■ INSTRUCTION: Copy out the lines below word for word, starting at the line that contains "the mossy ground." and ending at the line that contains "[(148, 139)]", both included.

■ Data block:
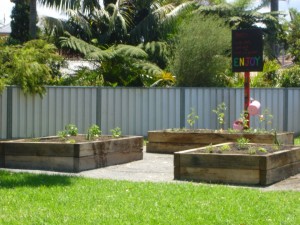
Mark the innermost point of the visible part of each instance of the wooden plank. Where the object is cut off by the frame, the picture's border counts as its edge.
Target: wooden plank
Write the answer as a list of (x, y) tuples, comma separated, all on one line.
[(217, 175), (281, 158), (169, 148), (214, 138), (271, 176), (39, 149), (220, 161), (63, 164)]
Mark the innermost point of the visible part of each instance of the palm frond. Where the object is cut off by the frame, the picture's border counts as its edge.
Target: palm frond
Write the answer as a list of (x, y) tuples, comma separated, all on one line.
[(129, 51), (150, 68), (88, 50)]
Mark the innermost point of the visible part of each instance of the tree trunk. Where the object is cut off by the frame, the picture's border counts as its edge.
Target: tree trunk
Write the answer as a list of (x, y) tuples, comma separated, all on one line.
[(274, 5), (32, 19)]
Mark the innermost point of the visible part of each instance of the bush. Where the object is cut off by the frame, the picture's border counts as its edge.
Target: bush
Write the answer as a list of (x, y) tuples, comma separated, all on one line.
[(200, 53), (290, 77)]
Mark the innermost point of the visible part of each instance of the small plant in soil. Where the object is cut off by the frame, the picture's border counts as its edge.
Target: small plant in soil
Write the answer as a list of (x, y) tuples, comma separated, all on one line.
[(220, 111), (192, 117), (71, 130), (209, 148), (252, 150), (116, 132), (93, 132), (225, 148), (242, 143), (262, 150)]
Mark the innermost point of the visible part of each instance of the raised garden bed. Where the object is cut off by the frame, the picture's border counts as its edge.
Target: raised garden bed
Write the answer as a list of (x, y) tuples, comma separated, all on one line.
[(170, 141), (53, 154), (257, 165)]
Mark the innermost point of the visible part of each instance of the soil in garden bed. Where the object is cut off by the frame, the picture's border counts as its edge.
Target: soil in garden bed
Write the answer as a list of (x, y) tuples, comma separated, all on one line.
[(246, 149), (69, 139)]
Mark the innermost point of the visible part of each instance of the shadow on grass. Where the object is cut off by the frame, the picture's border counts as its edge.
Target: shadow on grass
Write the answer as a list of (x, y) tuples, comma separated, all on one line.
[(10, 179)]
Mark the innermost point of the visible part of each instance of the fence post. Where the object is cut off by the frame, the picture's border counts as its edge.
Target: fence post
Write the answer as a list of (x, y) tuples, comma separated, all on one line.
[(285, 109), (9, 113), (182, 107), (98, 107)]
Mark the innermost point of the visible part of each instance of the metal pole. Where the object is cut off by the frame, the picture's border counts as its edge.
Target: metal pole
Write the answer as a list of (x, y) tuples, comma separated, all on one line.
[(247, 97)]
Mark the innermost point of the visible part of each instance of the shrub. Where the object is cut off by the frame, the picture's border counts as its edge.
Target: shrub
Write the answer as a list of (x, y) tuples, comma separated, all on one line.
[(290, 77), (200, 53)]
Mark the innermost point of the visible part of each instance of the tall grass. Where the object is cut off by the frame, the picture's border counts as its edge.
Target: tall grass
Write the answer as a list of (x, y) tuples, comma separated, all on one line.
[(51, 199)]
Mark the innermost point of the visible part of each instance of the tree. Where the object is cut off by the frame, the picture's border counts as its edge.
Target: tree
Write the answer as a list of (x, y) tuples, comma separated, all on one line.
[(200, 54), (294, 35), (30, 66), (240, 15), (20, 22)]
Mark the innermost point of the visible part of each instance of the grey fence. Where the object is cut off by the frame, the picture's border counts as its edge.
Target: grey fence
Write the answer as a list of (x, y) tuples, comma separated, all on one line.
[(137, 110)]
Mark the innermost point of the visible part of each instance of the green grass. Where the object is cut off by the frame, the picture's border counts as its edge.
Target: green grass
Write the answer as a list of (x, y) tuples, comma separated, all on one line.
[(43, 199), (297, 141)]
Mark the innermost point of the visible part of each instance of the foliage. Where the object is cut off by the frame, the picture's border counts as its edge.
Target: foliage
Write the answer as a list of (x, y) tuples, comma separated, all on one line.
[(242, 143), (268, 77), (30, 66), (265, 118), (200, 54), (20, 22), (294, 35), (123, 65), (220, 112), (93, 132), (290, 77), (71, 129), (116, 132), (192, 117), (241, 14)]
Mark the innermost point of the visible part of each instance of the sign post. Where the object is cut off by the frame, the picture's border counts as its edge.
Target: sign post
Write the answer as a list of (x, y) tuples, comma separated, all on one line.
[(247, 56)]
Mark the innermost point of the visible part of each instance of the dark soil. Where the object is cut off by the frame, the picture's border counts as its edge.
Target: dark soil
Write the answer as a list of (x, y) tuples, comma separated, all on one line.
[(248, 149), (70, 139)]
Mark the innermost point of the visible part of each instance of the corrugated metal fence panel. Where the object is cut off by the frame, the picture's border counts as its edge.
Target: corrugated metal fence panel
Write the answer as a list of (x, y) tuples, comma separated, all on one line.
[(293, 110), (205, 100), (3, 114), (271, 100), (137, 110), (34, 116)]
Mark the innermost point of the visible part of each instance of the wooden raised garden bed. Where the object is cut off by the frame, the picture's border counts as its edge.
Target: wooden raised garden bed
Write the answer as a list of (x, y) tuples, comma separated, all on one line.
[(255, 168), (50, 154), (169, 141)]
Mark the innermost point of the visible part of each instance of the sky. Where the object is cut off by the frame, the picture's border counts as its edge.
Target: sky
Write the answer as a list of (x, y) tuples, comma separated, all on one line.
[(6, 7)]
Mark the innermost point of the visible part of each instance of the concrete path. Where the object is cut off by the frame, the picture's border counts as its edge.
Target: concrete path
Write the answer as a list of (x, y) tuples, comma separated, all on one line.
[(156, 168)]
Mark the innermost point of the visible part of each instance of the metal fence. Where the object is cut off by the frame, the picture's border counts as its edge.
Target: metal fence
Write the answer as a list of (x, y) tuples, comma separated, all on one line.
[(137, 110)]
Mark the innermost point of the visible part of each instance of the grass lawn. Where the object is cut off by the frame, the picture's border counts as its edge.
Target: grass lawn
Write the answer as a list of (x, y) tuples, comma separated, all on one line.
[(52, 199), (297, 141)]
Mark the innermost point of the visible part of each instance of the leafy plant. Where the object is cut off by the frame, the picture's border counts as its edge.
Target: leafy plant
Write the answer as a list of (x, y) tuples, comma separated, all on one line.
[(62, 134), (71, 130), (116, 132), (262, 149), (71, 141), (252, 150), (220, 111), (200, 53), (209, 148), (192, 117), (225, 148), (266, 118), (242, 143), (244, 119), (93, 132)]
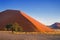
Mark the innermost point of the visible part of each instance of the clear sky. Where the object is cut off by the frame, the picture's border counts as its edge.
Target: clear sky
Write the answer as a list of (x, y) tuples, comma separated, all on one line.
[(44, 11)]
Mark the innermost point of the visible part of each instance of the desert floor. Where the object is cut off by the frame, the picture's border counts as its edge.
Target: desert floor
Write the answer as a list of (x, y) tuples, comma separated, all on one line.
[(11, 36)]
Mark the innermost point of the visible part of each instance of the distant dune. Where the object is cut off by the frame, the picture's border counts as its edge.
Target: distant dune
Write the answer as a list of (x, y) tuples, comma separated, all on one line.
[(26, 22), (9, 36)]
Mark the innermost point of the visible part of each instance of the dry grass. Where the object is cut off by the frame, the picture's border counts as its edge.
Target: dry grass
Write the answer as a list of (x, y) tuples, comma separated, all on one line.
[(5, 35)]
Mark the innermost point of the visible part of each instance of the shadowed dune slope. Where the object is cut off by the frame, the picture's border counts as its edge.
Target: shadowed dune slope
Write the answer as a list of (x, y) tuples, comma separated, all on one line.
[(26, 22)]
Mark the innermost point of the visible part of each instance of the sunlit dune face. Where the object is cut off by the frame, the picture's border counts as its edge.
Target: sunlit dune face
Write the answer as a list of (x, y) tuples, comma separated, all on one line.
[(39, 26), (26, 22)]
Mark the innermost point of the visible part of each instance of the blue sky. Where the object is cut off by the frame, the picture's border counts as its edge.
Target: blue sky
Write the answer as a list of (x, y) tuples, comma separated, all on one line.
[(44, 11)]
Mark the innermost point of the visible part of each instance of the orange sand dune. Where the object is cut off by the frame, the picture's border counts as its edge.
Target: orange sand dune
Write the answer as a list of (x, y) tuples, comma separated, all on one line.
[(26, 22)]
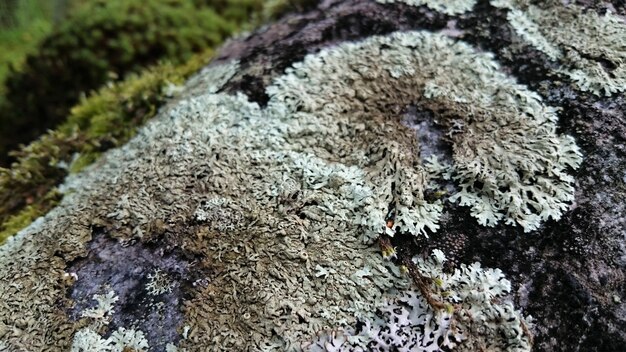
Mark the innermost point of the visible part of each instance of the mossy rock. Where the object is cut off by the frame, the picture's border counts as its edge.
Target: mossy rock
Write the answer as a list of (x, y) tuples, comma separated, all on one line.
[(103, 40)]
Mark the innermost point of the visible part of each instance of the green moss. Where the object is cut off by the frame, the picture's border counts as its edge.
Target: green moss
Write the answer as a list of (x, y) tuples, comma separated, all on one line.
[(102, 40), (28, 214), (83, 160), (101, 121)]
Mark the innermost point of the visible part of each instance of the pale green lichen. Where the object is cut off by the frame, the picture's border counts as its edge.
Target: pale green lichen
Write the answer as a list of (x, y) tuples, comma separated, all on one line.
[(477, 317), (449, 7), (509, 162), (311, 176), (591, 48), (159, 283)]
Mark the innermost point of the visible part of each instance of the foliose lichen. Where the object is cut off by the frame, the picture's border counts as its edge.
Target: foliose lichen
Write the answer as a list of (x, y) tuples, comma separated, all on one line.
[(590, 47), (314, 175)]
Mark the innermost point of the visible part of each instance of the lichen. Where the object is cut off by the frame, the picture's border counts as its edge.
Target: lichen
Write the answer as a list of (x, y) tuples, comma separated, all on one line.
[(159, 283), (590, 47), (406, 322), (449, 7), (313, 178), (508, 160), (105, 119)]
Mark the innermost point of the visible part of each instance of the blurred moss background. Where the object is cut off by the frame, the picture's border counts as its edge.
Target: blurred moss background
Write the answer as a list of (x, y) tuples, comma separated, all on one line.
[(78, 77)]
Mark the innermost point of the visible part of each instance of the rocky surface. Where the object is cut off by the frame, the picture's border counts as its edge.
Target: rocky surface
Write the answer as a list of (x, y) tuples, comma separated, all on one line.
[(568, 274)]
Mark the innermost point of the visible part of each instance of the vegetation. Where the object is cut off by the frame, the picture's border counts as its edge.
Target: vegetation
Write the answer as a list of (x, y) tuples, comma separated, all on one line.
[(109, 116), (102, 121), (101, 41)]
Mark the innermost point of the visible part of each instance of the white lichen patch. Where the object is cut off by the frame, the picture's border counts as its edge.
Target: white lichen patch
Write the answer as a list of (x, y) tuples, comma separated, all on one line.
[(122, 340), (509, 162), (104, 310), (159, 283), (310, 180), (474, 300), (449, 7), (590, 47)]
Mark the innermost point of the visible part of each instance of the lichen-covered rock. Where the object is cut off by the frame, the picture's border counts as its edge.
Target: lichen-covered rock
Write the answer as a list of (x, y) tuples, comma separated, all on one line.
[(243, 216)]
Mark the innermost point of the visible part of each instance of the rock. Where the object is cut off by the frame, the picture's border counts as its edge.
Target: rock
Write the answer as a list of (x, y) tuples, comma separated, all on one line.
[(245, 215)]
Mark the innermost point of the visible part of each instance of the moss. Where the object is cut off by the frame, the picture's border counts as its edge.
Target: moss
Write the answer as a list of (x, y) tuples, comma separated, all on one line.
[(102, 40), (27, 215), (101, 121), (590, 48)]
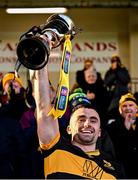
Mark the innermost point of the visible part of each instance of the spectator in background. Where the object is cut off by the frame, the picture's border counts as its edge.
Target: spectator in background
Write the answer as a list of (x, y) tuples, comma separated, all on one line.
[(123, 131), (116, 81), (14, 104), (19, 104), (80, 79)]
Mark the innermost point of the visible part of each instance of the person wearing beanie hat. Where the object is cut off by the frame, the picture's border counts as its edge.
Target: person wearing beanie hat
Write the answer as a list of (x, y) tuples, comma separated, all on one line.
[(78, 157), (124, 132)]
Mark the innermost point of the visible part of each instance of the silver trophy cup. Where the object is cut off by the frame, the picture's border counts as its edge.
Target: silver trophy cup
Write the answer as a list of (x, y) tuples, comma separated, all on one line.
[(34, 47)]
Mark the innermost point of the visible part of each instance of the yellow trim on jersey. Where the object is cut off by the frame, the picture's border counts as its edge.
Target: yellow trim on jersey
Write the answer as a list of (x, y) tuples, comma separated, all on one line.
[(51, 144), (61, 161)]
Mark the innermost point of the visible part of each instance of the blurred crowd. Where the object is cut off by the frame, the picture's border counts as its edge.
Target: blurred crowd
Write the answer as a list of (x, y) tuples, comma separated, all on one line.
[(111, 96)]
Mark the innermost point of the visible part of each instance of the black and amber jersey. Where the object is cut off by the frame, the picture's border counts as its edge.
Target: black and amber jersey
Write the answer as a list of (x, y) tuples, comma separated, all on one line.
[(66, 161)]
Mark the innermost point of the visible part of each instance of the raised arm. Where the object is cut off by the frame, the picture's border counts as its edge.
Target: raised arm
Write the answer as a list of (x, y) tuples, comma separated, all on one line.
[(47, 127)]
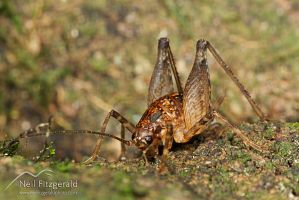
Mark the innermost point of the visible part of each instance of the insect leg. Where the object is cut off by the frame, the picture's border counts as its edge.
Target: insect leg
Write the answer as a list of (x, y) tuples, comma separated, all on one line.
[(124, 122), (196, 129), (161, 82), (229, 72), (163, 167), (123, 147), (239, 133)]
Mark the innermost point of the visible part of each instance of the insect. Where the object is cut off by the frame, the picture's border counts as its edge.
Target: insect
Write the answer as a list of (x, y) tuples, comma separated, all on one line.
[(171, 116), (177, 116)]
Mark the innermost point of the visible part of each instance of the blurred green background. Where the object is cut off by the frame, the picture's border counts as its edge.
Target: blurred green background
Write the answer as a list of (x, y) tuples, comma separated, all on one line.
[(77, 59)]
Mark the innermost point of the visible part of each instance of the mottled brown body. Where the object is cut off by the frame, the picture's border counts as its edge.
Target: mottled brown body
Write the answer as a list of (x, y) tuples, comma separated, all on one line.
[(177, 115), (165, 110)]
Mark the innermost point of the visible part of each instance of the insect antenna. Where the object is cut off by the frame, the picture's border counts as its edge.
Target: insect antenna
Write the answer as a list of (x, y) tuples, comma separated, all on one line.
[(40, 132)]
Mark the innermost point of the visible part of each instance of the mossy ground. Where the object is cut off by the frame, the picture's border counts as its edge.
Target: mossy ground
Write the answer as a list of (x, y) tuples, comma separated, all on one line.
[(77, 59), (209, 167)]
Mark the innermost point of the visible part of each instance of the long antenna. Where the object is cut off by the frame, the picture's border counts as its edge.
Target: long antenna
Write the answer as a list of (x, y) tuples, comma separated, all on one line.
[(35, 132)]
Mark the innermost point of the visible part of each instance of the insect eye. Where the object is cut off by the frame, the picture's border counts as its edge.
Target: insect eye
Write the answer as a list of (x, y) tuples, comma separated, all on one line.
[(148, 139)]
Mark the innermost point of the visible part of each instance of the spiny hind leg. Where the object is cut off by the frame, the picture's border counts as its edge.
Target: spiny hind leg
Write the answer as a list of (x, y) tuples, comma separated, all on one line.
[(163, 166), (196, 129), (124, 123), (230, 73), (239, 133)]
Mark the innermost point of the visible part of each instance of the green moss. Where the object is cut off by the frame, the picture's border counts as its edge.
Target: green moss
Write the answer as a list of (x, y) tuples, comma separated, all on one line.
[(62, 166), (269, 133), (293, 126)]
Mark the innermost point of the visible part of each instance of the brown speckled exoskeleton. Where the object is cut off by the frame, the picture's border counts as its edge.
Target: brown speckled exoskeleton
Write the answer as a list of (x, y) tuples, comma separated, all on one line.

■ CORRECT OUTPUT:
Mark the innermost point of the visible part of each instance of the mossy ground. Where the object is cut off by the frame, the picture's border counts as its edge.
Target: mossy ground
Write the answer as a list of (x, y) tuples, comma separated, all on one line.
[(77, 59), (209, 167)]
Mark the innermost point of the visible part of each instance of the long antenna. Where the object is cut off by the frame, the picture's border counts as its edge.
Target: long antenna
Write the answer as a list of (x, y) tuples, comma separated, all on one line.
[(35, 132)]
Mark the innermost point of the visible part of each instance of the insect eye. Where the object is cut off by the frame, the picture's border counts as its edge.
Target: insect eye
Write the answer as a list of (x, y) tuples, comma separated, all on one line.
[(148, 139)]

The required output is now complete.